_Document passage_
══════════

OAKLAND – The third trial in which plaintiffs allege that the popular weedkiller Roundup caused their cancer came to an end this week and the verdict looms.
Alva and Alberta Pilliod are the first married couple to have such claims against Monsanto’s product. The couple, both in their 70s, alleged they used the spray around multiple Northern California properties for three decades before finally stopping in 2016 when they became aware of a possible link between the product’s active ingredient glyphosate and their form of cancer – non-Hodgkin’s lymphoma.
For the last six weeks, plaintiffs’ attorneys have argued to the Alameda County Superior Court jury that Roundup was a substantial factor in causing their clients' cancer and that Monsanto, now owned by Bayer, failed to warn customers of the risks its products posed.
Plaintiffs’ expert witness Dr. Dennis Weisenburger grabbed headlines early in the trial when he claimed cancer risks rise at a high rate with the kind of steady, three-decade dose of glyphosate that the Pilliods were subjected to.
“Your risk is increased two-fold for non-Hodgkin's lymphoma if you used it more than two days per year,” said Weisenburger. “The more you used it, the more your risk is increased. Being exposed a little bit didn't increase your risk, but being exposed more increased your risk.”
But just weeks later, the Environmental Protection Agency (EPA) announced that there are “no risks to public health when glyphosate is used in accordance with its current label” and that “glyphosate is not a carcinogen.”
In trial on the very same day as the EPA’s release, Monsanto’s expert witness Dr. Robert Phalen claimed that glyphosate is not easily absorbed by the human body and argued that a high dosage rate is unlikely despite decades of the product’s use by the plaintiffs.
Defendant attorney Tarek Ismail reiterated those sentiments and reassured the safety of Roundup during his closing argument earlier this week.

══════════

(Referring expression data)
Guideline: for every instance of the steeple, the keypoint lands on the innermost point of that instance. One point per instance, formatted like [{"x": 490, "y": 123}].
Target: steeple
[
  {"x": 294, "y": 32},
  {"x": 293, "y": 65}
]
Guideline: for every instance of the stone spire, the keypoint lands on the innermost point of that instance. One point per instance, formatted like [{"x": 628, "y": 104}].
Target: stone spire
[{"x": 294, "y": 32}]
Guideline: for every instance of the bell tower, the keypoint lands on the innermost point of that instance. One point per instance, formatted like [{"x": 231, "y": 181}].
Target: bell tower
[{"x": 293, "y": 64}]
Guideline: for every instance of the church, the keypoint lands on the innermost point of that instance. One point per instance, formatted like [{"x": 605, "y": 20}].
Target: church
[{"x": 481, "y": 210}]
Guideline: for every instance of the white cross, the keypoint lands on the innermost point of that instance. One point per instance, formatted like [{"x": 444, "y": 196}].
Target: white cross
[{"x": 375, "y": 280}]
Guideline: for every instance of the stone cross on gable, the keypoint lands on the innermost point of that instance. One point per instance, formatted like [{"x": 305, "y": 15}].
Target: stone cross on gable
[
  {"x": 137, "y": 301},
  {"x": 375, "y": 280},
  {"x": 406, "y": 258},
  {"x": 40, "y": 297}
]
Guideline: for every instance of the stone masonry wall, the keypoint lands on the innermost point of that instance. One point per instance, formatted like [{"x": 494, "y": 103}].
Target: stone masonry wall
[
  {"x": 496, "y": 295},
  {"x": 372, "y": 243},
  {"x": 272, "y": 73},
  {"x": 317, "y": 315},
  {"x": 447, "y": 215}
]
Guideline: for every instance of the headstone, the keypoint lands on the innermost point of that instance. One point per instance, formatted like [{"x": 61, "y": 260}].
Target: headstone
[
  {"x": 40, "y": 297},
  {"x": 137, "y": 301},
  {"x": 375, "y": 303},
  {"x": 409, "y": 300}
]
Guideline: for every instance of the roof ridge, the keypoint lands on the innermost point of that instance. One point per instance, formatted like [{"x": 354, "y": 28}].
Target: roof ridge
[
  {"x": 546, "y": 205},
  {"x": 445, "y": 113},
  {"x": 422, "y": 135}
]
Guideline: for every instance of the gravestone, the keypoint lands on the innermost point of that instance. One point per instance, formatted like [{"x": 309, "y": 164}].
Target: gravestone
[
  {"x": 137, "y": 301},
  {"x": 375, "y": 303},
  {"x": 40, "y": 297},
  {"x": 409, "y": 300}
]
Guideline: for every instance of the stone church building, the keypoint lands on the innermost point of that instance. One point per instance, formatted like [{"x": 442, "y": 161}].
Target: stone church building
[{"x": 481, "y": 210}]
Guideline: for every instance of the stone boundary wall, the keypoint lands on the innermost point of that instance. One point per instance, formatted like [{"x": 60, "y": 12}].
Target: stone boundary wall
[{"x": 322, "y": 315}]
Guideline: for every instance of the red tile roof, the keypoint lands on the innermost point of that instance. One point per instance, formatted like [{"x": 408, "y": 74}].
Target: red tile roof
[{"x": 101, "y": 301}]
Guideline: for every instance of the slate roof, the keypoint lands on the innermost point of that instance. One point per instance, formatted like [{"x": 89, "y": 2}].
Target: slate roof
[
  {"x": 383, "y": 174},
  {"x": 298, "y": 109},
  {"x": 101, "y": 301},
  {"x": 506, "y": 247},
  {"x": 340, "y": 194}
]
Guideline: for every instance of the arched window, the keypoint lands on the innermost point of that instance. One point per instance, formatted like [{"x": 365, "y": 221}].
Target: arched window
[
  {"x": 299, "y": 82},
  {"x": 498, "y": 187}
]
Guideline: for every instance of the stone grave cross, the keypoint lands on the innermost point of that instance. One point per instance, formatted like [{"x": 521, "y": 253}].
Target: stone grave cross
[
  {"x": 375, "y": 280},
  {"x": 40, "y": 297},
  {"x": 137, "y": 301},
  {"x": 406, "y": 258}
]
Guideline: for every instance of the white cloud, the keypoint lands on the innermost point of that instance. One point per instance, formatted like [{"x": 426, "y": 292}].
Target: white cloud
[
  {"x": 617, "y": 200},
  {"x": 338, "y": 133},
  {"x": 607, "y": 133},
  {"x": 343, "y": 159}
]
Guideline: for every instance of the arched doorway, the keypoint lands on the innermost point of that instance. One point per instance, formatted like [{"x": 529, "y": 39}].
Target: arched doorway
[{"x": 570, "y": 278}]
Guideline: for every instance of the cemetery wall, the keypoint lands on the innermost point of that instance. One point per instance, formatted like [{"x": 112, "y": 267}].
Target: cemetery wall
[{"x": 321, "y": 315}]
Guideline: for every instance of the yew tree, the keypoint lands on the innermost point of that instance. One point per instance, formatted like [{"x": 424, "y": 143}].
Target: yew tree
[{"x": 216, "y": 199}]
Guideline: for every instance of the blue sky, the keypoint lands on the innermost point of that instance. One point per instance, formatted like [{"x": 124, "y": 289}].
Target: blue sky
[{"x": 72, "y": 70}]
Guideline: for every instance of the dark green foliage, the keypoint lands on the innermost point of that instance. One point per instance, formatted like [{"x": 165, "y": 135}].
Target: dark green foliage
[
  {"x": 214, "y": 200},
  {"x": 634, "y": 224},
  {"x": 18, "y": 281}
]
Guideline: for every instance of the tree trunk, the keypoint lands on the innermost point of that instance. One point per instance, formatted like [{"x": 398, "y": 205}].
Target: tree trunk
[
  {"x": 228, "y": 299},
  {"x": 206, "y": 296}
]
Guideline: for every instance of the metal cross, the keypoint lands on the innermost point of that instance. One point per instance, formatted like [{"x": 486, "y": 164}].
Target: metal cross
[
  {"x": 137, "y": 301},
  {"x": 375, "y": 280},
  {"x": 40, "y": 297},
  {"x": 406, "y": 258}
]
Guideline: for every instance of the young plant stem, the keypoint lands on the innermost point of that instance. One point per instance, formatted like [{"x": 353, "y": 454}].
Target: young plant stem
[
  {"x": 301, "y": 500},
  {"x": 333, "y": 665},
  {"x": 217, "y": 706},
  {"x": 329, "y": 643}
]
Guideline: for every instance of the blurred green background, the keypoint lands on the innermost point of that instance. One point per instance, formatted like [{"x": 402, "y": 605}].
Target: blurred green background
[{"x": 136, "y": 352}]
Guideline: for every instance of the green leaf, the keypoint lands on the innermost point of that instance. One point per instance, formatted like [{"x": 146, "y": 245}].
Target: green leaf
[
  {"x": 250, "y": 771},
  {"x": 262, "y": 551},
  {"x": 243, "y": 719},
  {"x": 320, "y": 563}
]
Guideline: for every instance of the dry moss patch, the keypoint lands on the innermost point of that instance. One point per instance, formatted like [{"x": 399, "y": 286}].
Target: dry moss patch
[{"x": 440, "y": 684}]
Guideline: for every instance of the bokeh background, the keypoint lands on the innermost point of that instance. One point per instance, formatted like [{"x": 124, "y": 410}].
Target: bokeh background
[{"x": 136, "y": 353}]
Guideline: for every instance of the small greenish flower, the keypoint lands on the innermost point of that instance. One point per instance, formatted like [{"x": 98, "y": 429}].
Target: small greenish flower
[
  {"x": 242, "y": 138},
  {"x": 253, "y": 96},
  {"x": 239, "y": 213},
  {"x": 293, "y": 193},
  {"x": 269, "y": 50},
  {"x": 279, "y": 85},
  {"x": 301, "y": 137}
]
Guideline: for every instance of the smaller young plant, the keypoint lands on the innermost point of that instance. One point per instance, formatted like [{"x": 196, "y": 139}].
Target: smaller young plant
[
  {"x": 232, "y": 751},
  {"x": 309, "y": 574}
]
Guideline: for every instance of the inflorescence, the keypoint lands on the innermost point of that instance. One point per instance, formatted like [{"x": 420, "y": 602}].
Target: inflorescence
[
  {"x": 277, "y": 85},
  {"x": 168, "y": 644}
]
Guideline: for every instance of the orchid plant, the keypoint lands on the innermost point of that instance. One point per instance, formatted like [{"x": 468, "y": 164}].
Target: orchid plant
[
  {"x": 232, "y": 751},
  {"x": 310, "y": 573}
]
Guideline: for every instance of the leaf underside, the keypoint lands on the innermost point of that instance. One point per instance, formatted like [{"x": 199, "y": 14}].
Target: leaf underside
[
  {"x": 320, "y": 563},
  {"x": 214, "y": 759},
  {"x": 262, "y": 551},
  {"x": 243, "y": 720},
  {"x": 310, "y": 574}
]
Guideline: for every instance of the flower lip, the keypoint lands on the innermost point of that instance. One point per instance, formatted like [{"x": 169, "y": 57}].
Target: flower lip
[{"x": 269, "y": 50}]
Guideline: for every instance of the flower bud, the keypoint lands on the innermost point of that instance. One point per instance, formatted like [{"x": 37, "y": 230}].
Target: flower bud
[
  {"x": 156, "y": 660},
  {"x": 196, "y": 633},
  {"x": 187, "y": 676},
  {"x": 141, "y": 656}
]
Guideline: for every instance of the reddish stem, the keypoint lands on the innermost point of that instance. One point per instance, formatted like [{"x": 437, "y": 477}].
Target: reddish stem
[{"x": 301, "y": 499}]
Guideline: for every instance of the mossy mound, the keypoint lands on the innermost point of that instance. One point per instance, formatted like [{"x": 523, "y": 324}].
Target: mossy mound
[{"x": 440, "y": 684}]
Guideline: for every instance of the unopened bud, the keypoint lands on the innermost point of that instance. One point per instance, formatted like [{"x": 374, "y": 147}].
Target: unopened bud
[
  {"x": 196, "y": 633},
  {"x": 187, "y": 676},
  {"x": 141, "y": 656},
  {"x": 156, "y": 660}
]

══════════

_Work item 1_
Retype the stretch of the Roundup trial article from "For the last" through "its products posed.".
_Work item 2_
Write the next part of the Roundup trial article, picking up after its final sentence.

_Written answer 1_
For the last six weeks, plaintiffs’ attorneys have argued to the Alameda County Superior Court jury that Roundup was a substantial factor in causing their clients' cancer and that Monsanto, now owned by Bayer, failed to warn customers of the risks its products posed.

_Written answer 2_
“And so on this question that is central to every claim they have in this case – did the plaintiffs prove that Roundup was a substantial factor in causing their NHL? – I suggest to you the answer is no for multiple reasons.”
Ismail continued: “I would ask on your own to try to think of the evidence and arguments on the other side of the story…You’re about to begin your deliberations, and I’d ask at the conclusion of which you render your verdict for Monsanto.”
Plaintiffs’ attorney Brett Wisner closed his argument with one final attempt to prove that Roundup was the substantial factor – telling the Alameda County jury to “Go get ‘em.”
“Simple fact in the evidence you have is that the only thing that could have been a substantial contributing factor is Roundup,” said Wisner.
In regards to damages sought, Wisner said, “I’m not saying you have to award a billion dollars in punitive damages, but it’s something you should seriously consider. This isn't about giving a billion dollars to the Pilliods. They don't need it. They don't care about that. That’s what the compensatory damages are for.
"The billion dollars is not about giving money to the Pilliods; it’s about taking money away from Monsanto. They can afford it, and they need to pay. Because that’s the kind of number that sends a message to every single boardroom, every single stockholder, every single person in Monsanto that can make a decision about the future. That is a number that changes things,” Wisner said.